> _やること_:
**a)** 元の文章によると、堀 弘人さんが2021年に立ち上げた会社の名前は何ですか?
**b)** キャリアについてのインタビュー文の続きを、最後の「―小さな逆張りとは?」のあとから書いてください。

> _元の文章_:

堀 弘人さん/H-7HOUSE合同会社 CEO/ブランドコンサルタント。
米系広告代理店でキャリアをスタートさせ、アディダス、リーバイス、ナイキ、LVMHなど世界的に業界をリードする数々の外資系ブランドでマーケターとして要職で活躍したのちに、大手日系企業 楽天の国際部門にて戦略プロジェクトをプロジェクトリーダーとして率いてきた。2021年、自身の経験を国内外企業の活性に役立てたいとブランドコンサルティング会社H-7HOUSEを設立。メディアNESTBOWLのブランドディレクターも務めている。
「みんなと違うことをやりたい」小さな逆張りからキャリアをスタート
―まずは藤原さんのこれまでの経歴について、お伺いできますか?
学生の時からセレクトショップでずっとアルバイトをしていました。その時は、“洋服は趣味で、仕事にするものではないな”と感じていました。新卒では1999年にリユースの会社であるコメ兵に入社しましたが、最初に「みんなと違うことをやろう」と思ったんですね。つねに、小さな逆張りをするのが好きなので。
―小さな逆張りとは?

> _データの中身_:

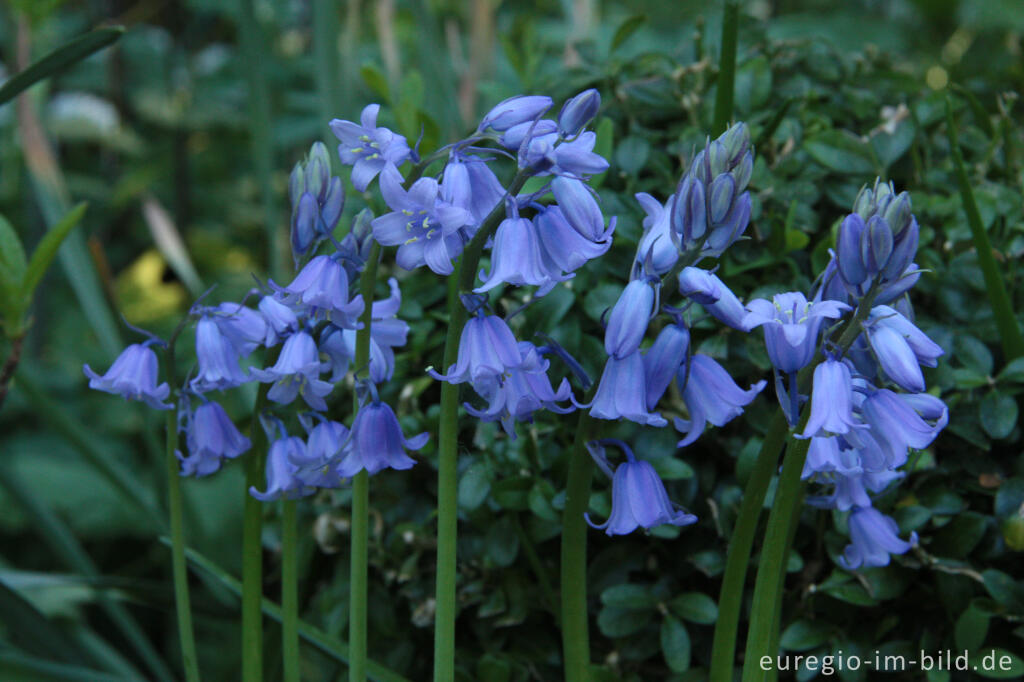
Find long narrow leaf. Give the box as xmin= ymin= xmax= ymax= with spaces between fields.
xmin=0 ymin=26 xmax=125 ymax=105
xmin=174 ymin=538 xmax=410 ymax=682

> _答え_:
**a)** H-7HOUSE合同会社です。

**b)**
みんなと違うことをやって、目立ちたいという思いがあったんですけれど、大きな逆張りをボンとやるのは勇気がないので(笑)。実際にお店に出たのは、3か月でした。その頃、社内でECを始める話が出ていて。まだネット通販と言っていた時代だったんですけれど、上司が「パソコンに詳しい人がいたら教えてほしい」と言っていたので、“これはチャンスだ”と思ったんです。パソコンも持っていなかったんですけれど、「僕、できます」と手を上げたところ、「じゃあ、やってほしい」と言われて、帰りに24万円のパソコンを24回払いで買いました(笑)。
そこからすでにあった楽天市場に参入し、その後に自社ECを立ち上げるというプロジェクトを推進しました。かつ、私は宝石の部署にいたので、宝石のECを立ち上げたんです。もちろん自分ではコードも何も書けないので、ベンダーさんを探してきたのですが。それが入社2年目の時です。ECがバーッと伸びていき、さらに事業部がいくつかあったので、他の事業部も「ECをやりたい」という話になり、時計や着物といった7つの事業部のサイトを作り上げました。
そうこうしているうちに、次第に会社の中の広告宣伝もデジタル化をしていって。マーケティング全体を見ることになり、マーケティングの業界に入っていったんです。そうするとデジタルだけではなく、テレビCMや雑誌といったあたりまでトータルに任せてもらうようになって。世の中にある事例を勉強しながら自社に取り込んでいき、組織を大きくしていきました。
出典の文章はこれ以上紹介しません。